* **Challenge**:
Transcribe word for word the lines of the material below, from the line containing "The locator SHOULD return, for each instance of the leafy" through the line containing "x=410 y=996", including both of those lines.
[start Data lines]
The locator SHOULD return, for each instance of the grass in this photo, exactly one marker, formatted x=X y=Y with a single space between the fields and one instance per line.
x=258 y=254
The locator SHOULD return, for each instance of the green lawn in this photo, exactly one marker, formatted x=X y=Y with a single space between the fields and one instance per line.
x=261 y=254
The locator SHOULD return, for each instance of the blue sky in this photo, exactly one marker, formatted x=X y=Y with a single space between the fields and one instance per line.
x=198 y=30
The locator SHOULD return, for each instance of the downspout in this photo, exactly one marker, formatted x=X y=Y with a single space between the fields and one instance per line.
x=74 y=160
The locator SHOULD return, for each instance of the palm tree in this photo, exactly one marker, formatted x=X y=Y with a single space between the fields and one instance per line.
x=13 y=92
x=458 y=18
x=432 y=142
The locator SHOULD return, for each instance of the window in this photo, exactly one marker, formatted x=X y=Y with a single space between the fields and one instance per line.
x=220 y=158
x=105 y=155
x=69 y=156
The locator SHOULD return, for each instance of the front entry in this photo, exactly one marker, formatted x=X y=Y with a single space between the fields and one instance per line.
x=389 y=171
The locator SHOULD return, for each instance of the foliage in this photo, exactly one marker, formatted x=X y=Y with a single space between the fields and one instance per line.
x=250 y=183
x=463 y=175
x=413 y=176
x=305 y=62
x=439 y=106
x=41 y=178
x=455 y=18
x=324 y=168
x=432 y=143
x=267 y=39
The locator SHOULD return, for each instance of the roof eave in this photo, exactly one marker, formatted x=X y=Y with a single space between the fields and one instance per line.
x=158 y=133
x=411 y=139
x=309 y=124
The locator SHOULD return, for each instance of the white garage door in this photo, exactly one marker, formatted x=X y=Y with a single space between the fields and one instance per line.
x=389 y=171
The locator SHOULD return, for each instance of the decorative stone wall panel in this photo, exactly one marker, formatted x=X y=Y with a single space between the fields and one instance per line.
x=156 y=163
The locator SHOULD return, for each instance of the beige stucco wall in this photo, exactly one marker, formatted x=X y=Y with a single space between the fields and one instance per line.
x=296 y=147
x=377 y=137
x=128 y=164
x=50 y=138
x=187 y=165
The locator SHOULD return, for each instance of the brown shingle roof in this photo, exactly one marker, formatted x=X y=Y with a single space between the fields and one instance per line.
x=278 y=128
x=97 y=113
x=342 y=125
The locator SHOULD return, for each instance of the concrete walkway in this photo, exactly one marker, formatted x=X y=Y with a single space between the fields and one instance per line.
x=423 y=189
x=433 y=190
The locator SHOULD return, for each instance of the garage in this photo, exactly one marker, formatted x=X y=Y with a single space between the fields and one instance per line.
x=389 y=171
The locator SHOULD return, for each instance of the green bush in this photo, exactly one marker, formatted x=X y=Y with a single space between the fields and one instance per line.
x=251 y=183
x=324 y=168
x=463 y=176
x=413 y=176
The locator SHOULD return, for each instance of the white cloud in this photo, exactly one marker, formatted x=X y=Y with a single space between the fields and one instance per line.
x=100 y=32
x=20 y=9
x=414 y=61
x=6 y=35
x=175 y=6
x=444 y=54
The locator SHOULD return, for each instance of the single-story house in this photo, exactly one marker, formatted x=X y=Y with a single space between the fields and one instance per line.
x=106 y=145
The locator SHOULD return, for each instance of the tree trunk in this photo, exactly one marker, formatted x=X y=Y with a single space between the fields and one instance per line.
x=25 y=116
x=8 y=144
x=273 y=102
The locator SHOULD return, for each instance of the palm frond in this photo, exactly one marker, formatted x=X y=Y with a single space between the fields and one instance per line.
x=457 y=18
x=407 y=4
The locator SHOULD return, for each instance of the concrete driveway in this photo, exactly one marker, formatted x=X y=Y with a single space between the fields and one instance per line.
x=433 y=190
[end Data lines]
[start Data lines]
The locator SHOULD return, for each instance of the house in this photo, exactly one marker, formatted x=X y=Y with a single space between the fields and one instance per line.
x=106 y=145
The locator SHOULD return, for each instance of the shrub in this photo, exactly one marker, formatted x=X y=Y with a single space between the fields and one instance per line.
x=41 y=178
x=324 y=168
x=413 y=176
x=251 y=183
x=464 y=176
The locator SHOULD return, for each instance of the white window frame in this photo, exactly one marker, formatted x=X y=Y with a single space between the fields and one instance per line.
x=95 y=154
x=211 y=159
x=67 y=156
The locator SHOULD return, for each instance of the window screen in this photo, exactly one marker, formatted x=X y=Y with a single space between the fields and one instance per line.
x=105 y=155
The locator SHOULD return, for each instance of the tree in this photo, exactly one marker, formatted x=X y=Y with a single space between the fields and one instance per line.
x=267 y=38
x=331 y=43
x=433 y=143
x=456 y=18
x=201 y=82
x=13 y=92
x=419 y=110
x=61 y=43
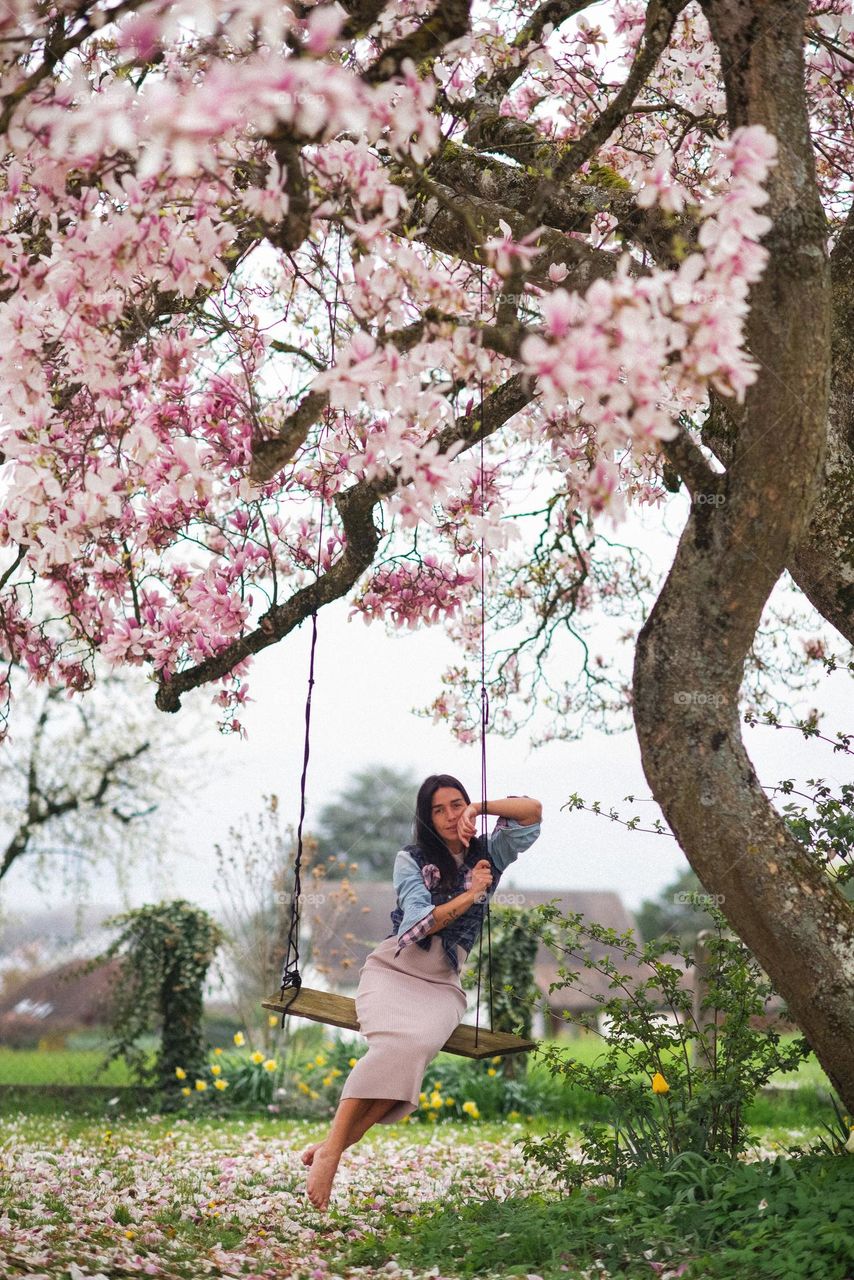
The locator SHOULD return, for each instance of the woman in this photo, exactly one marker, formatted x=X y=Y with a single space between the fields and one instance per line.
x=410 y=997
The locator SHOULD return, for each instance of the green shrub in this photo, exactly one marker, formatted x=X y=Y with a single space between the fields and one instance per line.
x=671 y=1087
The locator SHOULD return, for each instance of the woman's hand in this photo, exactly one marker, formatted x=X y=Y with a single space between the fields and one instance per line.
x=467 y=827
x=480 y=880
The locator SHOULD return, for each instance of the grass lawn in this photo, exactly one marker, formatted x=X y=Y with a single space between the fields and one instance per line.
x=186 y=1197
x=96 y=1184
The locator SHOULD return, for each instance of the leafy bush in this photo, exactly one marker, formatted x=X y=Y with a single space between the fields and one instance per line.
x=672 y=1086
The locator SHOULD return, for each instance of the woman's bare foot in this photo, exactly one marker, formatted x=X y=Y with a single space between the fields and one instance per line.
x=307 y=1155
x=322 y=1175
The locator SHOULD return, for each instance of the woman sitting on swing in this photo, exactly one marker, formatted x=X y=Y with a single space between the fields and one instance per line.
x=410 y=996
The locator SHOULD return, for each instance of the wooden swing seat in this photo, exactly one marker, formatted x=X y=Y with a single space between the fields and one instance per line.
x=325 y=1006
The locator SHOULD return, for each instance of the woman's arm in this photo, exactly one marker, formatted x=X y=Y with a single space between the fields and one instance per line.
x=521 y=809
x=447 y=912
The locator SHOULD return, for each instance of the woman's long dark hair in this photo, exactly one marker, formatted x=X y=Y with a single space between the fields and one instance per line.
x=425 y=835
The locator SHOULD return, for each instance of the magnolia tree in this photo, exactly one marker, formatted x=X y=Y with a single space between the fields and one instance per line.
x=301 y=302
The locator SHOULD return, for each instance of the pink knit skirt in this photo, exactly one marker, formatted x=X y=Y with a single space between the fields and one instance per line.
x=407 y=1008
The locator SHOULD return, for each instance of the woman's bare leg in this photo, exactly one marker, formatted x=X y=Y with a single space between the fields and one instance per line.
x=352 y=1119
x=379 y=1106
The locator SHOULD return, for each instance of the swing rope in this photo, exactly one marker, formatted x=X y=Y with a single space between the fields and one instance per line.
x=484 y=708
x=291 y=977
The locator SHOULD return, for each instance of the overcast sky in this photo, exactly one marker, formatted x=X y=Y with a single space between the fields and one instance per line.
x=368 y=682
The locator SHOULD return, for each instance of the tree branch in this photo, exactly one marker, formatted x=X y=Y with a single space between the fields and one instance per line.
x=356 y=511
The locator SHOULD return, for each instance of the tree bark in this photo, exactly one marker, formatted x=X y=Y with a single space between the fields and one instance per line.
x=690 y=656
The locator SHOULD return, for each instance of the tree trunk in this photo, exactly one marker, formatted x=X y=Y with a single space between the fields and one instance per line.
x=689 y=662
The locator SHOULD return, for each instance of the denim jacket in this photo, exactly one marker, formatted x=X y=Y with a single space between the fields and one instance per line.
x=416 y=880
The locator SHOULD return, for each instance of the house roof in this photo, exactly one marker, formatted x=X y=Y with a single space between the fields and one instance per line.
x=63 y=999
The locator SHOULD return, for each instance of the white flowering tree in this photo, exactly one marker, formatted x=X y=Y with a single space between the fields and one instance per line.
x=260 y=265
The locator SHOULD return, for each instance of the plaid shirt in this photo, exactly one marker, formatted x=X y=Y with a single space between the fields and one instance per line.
[end Data lines]
[start Data lines]
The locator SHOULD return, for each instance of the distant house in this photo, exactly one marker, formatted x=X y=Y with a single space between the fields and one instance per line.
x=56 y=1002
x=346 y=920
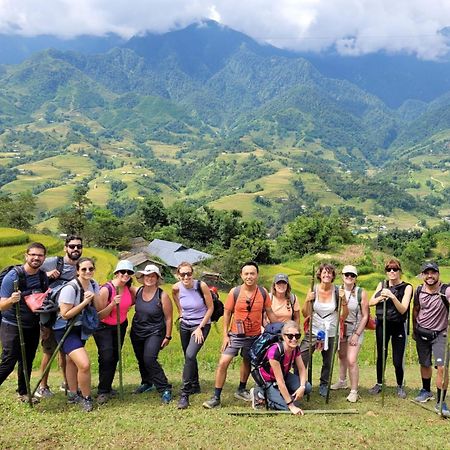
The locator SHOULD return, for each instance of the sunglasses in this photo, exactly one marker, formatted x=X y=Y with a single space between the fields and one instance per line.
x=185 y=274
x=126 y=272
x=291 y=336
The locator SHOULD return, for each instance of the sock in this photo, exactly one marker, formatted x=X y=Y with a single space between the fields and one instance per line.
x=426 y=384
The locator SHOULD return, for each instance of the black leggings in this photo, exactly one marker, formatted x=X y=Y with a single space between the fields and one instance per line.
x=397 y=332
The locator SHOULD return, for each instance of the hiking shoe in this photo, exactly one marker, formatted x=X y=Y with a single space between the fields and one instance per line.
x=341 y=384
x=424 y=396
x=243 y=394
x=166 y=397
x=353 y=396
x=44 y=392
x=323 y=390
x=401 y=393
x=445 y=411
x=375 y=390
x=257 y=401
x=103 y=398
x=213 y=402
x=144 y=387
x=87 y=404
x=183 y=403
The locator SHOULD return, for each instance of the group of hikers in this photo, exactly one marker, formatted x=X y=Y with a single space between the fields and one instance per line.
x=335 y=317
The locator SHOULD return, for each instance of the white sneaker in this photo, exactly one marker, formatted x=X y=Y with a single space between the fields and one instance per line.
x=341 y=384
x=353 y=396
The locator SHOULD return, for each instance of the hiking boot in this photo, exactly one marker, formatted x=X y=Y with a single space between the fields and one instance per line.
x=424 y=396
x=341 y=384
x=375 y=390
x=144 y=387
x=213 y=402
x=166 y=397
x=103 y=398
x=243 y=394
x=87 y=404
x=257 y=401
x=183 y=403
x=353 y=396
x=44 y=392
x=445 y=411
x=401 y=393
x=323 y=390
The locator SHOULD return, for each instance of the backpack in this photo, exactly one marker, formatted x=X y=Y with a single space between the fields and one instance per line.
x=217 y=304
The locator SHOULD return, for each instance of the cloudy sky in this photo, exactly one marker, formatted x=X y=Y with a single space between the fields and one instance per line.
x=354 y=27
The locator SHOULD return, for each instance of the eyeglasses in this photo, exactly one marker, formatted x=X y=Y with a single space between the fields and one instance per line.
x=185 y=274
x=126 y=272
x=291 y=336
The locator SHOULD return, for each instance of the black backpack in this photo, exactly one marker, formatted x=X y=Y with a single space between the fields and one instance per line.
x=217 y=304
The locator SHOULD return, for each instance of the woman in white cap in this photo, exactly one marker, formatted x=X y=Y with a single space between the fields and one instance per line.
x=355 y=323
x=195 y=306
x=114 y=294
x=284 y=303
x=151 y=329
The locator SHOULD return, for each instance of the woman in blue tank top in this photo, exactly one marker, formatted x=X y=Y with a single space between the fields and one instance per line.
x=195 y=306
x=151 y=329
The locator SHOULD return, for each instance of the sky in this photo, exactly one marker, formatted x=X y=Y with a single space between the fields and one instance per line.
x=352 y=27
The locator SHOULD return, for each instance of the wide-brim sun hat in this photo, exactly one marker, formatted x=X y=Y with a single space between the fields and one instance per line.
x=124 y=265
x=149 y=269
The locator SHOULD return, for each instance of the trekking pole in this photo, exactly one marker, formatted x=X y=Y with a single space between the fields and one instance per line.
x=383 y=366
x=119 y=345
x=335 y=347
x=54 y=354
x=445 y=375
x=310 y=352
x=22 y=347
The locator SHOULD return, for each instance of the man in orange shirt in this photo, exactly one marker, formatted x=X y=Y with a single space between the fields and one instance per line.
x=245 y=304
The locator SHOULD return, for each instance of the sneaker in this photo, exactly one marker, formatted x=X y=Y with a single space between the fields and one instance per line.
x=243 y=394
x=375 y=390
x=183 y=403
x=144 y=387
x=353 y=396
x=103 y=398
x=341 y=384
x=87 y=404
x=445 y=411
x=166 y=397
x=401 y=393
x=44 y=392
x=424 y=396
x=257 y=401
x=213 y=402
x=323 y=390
[end Data lines]
* **Solution to the exercise**:
The locator SHOULD return, for each instance of the leafy bush in this photo, exactly one marker, formatted x=X y=Y with a single space between the fields and one instance per line.
x=672 y=1086
The locator SHOULD return, for each instance of the woman's bare foot in this photo, exactly one marker, formatted x=X y=Y with a single space between the fields and one instance per line.
x=307 y=1155
x=322 y=1175
The locator SHOULD return, for each instance of the woman sitting on swing in this photo, exactly one marker, formatted x=X y=Y with a single space between the fields and one instance per line.
x=410 y=996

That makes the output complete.